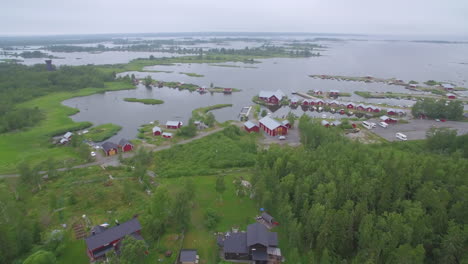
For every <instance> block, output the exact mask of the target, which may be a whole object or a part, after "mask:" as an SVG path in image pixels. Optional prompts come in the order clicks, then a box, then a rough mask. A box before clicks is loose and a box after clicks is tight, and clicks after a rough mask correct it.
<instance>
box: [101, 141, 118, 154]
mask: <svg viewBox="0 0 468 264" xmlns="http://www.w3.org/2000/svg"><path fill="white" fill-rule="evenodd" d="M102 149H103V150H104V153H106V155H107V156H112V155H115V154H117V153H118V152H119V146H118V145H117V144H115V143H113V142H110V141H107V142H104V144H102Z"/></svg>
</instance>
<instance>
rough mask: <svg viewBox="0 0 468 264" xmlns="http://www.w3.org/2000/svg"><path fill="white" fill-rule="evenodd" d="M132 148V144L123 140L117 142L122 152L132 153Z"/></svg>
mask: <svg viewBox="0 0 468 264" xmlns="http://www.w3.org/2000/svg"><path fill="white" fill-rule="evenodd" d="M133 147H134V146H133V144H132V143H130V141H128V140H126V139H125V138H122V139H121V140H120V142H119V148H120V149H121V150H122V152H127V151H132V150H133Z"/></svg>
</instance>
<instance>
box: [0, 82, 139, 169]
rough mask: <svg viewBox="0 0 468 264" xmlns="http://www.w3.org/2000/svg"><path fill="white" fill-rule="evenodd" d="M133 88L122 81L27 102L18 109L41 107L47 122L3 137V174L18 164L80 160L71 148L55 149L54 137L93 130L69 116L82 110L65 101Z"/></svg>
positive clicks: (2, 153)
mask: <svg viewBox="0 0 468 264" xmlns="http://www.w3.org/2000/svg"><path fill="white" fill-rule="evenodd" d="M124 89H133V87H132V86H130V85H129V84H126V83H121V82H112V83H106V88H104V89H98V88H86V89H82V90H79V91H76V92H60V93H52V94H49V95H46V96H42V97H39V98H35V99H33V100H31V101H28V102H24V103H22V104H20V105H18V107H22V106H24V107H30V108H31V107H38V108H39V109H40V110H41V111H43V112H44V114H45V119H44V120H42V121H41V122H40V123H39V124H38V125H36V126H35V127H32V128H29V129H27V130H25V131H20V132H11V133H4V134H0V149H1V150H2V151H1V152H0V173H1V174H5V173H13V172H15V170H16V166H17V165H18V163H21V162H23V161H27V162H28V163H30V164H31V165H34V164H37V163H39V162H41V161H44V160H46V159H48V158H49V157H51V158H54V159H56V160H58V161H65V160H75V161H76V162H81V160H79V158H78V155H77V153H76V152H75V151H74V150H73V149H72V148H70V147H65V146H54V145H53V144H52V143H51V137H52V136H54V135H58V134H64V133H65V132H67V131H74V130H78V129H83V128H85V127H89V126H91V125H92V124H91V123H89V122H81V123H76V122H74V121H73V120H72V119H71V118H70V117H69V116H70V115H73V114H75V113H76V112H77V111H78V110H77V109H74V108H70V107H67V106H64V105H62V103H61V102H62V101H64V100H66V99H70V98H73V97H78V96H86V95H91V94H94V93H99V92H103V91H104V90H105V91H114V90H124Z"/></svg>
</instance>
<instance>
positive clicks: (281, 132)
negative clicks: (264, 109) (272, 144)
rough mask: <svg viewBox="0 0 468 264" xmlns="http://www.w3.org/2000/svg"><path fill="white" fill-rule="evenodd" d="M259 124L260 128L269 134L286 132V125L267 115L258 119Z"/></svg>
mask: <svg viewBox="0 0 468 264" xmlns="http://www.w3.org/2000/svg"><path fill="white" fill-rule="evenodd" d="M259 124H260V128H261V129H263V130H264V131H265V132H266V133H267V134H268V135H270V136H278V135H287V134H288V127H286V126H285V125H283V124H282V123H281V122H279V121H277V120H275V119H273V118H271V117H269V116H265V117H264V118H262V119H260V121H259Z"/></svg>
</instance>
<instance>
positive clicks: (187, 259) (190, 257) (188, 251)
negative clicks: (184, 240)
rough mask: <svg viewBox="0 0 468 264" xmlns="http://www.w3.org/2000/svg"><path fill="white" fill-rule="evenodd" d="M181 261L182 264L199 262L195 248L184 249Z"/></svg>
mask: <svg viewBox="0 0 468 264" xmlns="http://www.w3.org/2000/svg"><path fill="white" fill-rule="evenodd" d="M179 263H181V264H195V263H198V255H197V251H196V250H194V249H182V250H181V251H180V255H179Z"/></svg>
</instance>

▶ _Task objective_: Reproduce all the entries above verbatim, leaving out the pictures.

▶ _Answer to this problem_:
For every <instance> block, output the exact mask of the target, which may be a whole object or a part, after "mask:" as an SVG path in image pixels. Optional prompts come in the order clicks, then a box, then a rough mask. A box before clicks is loose and a box after clicks is tight, and clicks after a rough mask correct it.
<instance>
box: [101, 141, 118, 154]
mask: <svg viewBox="0 0 468 264" xmlns="http://www.w3.org/2000/svg"><path fill="white" fill-rule="evenodd" d="M102 149H103V150H104V153H106V155H107V156H112V155H115V154H117V153H118V152H119V146H118V145H117V144H115V143H113V142H110V141H107V142H104V144H102Z"/></svg>
</instance>
<instance>
rough mask: <svg viewBox="0 0 468 264" xmlns="http://www.w3.org/2000/svg"><path fill="white" fill-rule="evenodd" d="M132 148V144L123 140L117 142L122 152L132 153Z"/></svg>
mask: <svg viewBox="0 0 468 264" xmlns="http://www.w3.org/2000/svg"><path fill="white" fill-rule="evenodd" d="M133 147H134V146H133V144H132V143H130V141H128V140H126V139H125V138H122V139H121V140H120V142H119V148H120V149H121V150H122V152H127V151H132V150H133Z"/></svg>
</instance>
<instance>
box: [0, 82, 139, 169]
rough mask: <svg viewBox="0 0 468 264" xmlns="http://www.w3.org/2000/svg"><path fill="white" fill-rule="evenodd" d="M133 88L122 81L27 102L18 109L41 107L47 122L3 137V174L18 164L80 160L71 148L55 149L54 137L93 130L69 116L82 110L65 101Z"/></svg>
positive clicks: (2, 153)
mask: <svg viewBox="0 0 468 264" xmlns="http://www.w3.org/2000/svg"><path fill="white" fill-rule="evenodd" d="M124 89H133V87H132V86H130V85H129V84H126V83H121V82H112V83H106V88H104V89H98V88H86V89H82V90H79V91H76V92H60V93H52V94H49V95H46V96H42V97H39V98H35V99H33V100H31V101H28V102H24V103H22V104H20V105H18V107H22V106H24V107H30V108H31V107H38V108H39V109H40V110H41V111H43V112H44V114H45V119H44V120H42V121H41V122H40V123H39V124H38V125H36V126H35V127H32V128H29V129H27V130H25V131H20V132H11V133H4V134H0V149H1V150H2V151H1V152H0V173H1V174H5V173H13V172H15V170H16V166H17V165H18V163H21V162H23V161H27V162H28V163H30V164H31V165H34V164H37V163H39V162H41V161H44V160H46V159H48V158H49V157H51V158H54V159H56V160H58V161H65V160H75V161H76V162H81V160H79V158H78V155H77V153H76V152H75V151H74V150H73V149H72V148H70V147H65V146H54V145H53V144H52V143H51V137H52V136H54V135H58V134H64V133H65V132H67V131H74V130H78V129H83V128H85V127H89V126H91V125H92V124H91V123H89V122H81V123H76V122H74V121H73V120H72V119H71V118H70V117H69V116H70V115H73V114H75V113H76V112H77V111H78V110H77V109H74V108H70V107H67V106H64V105H62V103H61V102H62V101H64V100H66V99H70V98H73V97H78V96H86V95H91V94H94V93H99V92H103V91H104V90H105V91H114V90H124Z"/></svg>
</instance>
<instance>
positive clicks: (281, 132)
negative clicks: (264, 109) (272, 144)
rough mask: <svg viewBox="0 0 468 264" xmlns="http://www.w3.org/2000/svg"><path fill="white" fill-rule="evenodd" d="M259 124L260 128L269 134L286 132V125L267 115L258 119Z"/></svg>
mask: <svg viewBox="0 0 468 264" xmlns="http://www.w3.org/2000/svg"><path fill="white" fill-rule="evenodd" d="M259 124H260V128H261V129H263V130H264V131H265V132H266V133H267V134H268V135H270V136H278V135H287V134H288V127H286V126H285V125H283V124H282V123H281V122H279V121H277V120H275V119H273V118H271V117H269V116H265V117H264V118H262V119H260V121H259Z"/></svg>
</instance>
<instance>
positive clicks: (187, 259) (190, 257) (188, 251)
negative clicks: (184, 240)
rough mask: <svg viewBox="0 0 468 264" xmlns="http://www.w3.org/2000/svg"><path fill="white" fill-rule="evenodd" d="M181 261L182 264L199 262L195 248L184 249Z"/></svg>
mask: <svg viewBox="0 0 468 264" xmlns="http://www.w3.org/2000/svg"><path fill="white" fill-rule="evenodd" d="M179 263H181V264H195V263H198V255H197V251H196V250H194V249H182V250H181V251H180V255H179Z"/></svg>
</instance>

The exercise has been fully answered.